(Instructions):
a – Copy the Station Eleven review from "For the show, a" up to and including "it so impactful.".
b – In the Station Eleven review, who plays the main lead of the show?

Review by Sean Boelman
There are plenty of instances in which the media eerily predicts the future, and Emily St. John Mandel’s acclaimed novel Station Eleven is one such case. And now, seven years later, seeing her vision of post-pandemic dystopia in miniseries form, this story will connect with audiences in a way that few other COVID-adjacent projects have.
The series follows several groups of survivors of a deadly flu pandemic as they attempt to rebuild society and reflect on their lives before the world changed. There has been an argument as to whether it is too soon to create media that so closely imitates what we have been going through for the past two years, but the nuanced approach of this series goes a long way.
One of the most impressive things about this series is the way in which it balances its tone. The first episode is pure horror, filling the viewer with absolute dread, and then the rest of the series becomes a mix of post-apocalyptic thriller, family drama, and road comedy. It’s a lot more compelling and balanced than it probably should have been.
There are obviously the basic themes in the series that are common to the dystopian sci-fi genre, exploring the fundamental meaning of being human, but there are also some more interesting things going on in this. The portion of the show which follows the post-apocalyptic band of Shakespearean actors presents some interesting questions about the importance of art.
The character development in the series is also exceptional. There are a lot of characters and storylines to follow in the show, and sometimes it even goes a span of a few episodes before we get to see some of the characters billed as the show’s leads, but there are so many characters with whom the audience will form a connection.
The ensemble of the show is full of talented performers. The main lead of the show is Mackenzie Davis, whose performance is quietly powerful. However, it is the supporting cast that often shines. Himesh Patel is charming, having brilliant chemistry with his young co-star Matilda Lawler. Gael Garcia Bernal also has a small but pivotal supporting turn that is great.
For the show, a beautiful vision of post-apocalyptic America was created. There are plenty of the usual visual motifs, like overgrowth and abandoned man-made structures, but this is a surprisingly joyous take on a supposed dystopia. The result is a sci-fi series that feels visually distinctive in an overstuffed genre.
Station Eleven is perhaps one of the best limited series ever made, handling its complex, intelligent story in a way that is equal parts harrowing and hopeful. It’s hard to watch at times, but that is exactly what makes it so impactful.
Station Eleven streams on HBO Max beginning December 16, with new episodes being released in subsequent weeks.

(Supplied information):

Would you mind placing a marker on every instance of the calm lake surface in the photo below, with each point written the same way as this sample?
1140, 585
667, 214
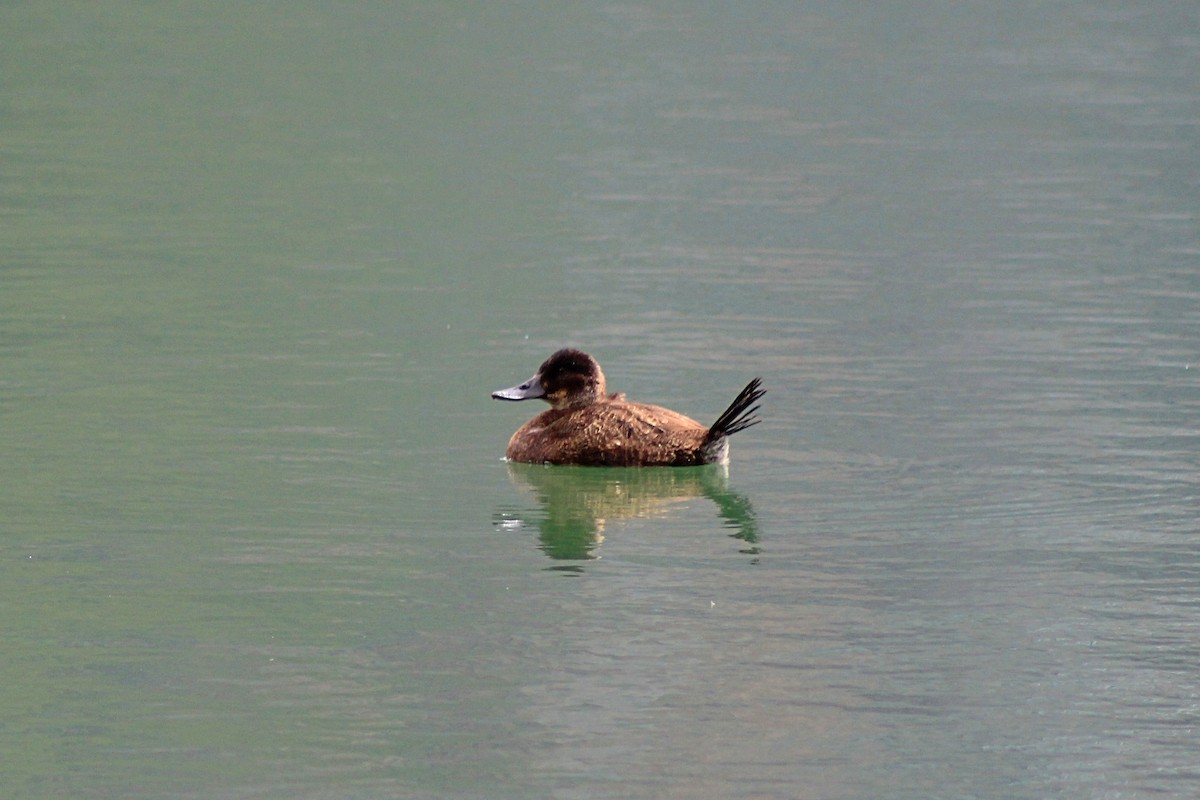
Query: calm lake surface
263, 265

(Answers in order):
a –
For the show, a beautiful vision of post-apocalyptic America was created. There are plenty of the usual visual motifs, like overgrowth and abandoned man-made structures, but this is a surprisingly joyous take on a supposed dystopia. The result is a sci-fi series that feels visually distinctive in an overstuffed genre.
Station Eleven is perhaps one of the best limited series ever made, handling its complex, intelligent story in a way that is equal parts harrowing and hopeful. It’s hard to watch at times, but that is exactly what makes it so impactful.

b – Mackenzie Davis